- What is needed: Would you return the lines from the one that contains "If you would be willing to tag the wooden spatula" to the last line of the entries below, exactly and with nothing added?

:: Extracted information

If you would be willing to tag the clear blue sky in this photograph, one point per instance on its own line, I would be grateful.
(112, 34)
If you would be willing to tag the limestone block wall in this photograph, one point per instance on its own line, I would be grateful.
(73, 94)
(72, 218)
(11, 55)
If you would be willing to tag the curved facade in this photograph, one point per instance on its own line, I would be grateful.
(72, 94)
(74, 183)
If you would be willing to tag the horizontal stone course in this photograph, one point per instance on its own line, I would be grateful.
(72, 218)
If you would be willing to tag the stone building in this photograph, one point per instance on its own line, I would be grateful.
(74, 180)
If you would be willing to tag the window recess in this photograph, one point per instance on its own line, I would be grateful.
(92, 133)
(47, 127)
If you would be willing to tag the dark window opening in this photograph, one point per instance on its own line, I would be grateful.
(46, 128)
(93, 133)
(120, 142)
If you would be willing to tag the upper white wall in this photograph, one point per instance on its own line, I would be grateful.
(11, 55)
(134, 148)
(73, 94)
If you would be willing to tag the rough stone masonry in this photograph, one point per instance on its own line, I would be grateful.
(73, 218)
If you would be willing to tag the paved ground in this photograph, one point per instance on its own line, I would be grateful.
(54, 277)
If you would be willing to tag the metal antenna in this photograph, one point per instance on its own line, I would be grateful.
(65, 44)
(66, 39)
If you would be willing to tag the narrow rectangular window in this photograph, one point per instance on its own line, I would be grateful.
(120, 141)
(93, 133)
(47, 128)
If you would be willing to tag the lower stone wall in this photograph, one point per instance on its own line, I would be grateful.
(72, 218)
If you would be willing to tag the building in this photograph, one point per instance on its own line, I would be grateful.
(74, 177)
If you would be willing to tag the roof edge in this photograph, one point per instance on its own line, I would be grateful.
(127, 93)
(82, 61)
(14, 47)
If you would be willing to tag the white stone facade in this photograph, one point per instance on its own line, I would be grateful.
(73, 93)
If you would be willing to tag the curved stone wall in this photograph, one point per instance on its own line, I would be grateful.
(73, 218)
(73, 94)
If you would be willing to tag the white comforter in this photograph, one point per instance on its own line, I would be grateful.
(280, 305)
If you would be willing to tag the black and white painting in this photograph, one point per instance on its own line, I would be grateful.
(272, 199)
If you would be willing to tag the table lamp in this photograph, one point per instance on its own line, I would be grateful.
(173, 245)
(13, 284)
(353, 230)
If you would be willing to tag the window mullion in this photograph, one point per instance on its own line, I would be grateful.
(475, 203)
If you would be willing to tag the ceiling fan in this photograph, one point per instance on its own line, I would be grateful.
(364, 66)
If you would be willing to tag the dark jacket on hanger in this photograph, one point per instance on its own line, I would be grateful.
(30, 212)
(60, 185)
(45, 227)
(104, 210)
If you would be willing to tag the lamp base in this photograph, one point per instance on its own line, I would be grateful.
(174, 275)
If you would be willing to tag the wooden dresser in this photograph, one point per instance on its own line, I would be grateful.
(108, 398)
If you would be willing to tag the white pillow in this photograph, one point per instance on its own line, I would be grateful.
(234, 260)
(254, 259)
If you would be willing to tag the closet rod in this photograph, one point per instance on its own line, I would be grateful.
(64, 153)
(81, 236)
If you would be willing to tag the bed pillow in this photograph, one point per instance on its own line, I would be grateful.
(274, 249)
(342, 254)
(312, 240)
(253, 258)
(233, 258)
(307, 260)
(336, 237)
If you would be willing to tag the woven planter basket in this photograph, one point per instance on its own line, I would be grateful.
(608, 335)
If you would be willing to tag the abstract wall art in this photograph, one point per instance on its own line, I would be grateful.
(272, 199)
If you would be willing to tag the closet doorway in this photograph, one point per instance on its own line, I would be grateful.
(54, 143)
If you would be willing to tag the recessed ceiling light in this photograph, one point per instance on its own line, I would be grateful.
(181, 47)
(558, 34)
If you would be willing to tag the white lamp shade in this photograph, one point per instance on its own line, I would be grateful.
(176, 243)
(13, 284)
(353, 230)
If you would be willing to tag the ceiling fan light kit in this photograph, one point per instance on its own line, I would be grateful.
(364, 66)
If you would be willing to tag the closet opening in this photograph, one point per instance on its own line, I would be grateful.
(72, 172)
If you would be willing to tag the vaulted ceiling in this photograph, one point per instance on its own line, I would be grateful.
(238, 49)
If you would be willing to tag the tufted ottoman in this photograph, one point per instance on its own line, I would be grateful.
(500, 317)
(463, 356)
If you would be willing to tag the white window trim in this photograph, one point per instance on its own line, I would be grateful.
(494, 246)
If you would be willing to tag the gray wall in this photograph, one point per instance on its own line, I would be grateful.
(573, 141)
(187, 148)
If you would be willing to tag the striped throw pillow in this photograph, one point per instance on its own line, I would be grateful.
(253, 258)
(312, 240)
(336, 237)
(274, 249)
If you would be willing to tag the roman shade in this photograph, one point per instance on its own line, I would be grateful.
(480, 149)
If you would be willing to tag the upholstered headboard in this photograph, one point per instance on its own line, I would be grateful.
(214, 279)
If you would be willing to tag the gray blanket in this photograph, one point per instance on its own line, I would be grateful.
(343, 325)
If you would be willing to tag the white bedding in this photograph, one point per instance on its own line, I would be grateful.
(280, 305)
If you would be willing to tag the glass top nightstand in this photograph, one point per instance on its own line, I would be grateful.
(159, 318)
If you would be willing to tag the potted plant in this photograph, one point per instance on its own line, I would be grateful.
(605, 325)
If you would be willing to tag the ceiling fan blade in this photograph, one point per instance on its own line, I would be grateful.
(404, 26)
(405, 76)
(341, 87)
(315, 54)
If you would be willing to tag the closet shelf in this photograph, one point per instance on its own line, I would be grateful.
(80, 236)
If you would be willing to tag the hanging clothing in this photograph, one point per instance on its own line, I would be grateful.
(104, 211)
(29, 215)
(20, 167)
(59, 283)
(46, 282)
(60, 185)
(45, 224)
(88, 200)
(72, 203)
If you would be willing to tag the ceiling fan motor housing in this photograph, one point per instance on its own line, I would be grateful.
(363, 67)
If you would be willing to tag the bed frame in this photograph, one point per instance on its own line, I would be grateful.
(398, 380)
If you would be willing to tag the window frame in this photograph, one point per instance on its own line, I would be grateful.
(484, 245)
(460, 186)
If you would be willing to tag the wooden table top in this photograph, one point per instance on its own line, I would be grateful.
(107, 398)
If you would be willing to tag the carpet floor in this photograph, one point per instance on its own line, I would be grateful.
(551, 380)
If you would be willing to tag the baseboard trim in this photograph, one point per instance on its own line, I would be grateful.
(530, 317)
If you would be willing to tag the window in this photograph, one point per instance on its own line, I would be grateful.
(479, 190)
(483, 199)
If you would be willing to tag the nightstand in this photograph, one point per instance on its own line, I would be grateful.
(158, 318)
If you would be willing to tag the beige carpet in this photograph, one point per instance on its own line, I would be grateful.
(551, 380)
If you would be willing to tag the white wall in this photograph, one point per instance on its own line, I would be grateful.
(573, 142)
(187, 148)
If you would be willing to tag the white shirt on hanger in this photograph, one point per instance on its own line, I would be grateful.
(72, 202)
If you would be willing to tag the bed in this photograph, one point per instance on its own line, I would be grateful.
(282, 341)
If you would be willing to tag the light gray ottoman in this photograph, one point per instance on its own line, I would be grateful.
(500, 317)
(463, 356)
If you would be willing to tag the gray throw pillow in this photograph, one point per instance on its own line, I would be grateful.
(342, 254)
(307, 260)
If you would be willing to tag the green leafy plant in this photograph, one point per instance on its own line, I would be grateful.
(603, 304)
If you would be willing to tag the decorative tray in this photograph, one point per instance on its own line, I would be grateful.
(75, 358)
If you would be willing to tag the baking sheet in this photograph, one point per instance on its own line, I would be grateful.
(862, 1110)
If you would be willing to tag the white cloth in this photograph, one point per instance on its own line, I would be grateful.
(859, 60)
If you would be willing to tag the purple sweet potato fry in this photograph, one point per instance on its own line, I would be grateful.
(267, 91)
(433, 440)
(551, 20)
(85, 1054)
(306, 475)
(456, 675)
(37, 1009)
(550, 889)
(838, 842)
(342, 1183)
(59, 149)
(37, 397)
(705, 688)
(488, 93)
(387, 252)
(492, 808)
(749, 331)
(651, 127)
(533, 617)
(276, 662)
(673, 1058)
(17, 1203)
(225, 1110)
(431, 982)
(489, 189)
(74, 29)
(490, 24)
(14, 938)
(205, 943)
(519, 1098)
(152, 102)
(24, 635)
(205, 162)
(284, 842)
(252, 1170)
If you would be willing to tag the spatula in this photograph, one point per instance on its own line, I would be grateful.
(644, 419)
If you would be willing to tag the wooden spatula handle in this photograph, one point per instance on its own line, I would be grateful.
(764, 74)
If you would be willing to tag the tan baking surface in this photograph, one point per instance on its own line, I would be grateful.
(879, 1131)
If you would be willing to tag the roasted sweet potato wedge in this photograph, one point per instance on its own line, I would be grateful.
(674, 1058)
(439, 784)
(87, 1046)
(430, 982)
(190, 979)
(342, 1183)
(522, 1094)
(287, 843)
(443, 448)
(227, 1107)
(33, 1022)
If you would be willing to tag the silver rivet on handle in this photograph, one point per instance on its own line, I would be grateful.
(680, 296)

::::

- Result:
If you would be willing to tag the wooden spatula handle in this photograph, one point per instance on its own line, I would be grateful.
(764, 74)
If you would be willing to tag the tan baking surface in this photograph, one point per instance on its own line, I would be grateful.
(879, 1131)
If you would be willing to tag the roasted sweet potato wedge in this photograph, one point per instance on its own line, I would be grateful.
(674, 1058)
(439, 784)
(87, 1046)
(430, 982)
(190, 979)
(342, 1183)
(522, 1094)
(287, 843)
(443, 448)
(227, 1107)
(33, 1022)
If you would be willing to tag the silver rivet on handle in this photograph, one point per instance on its own line, I would be grateful.
(680, 296)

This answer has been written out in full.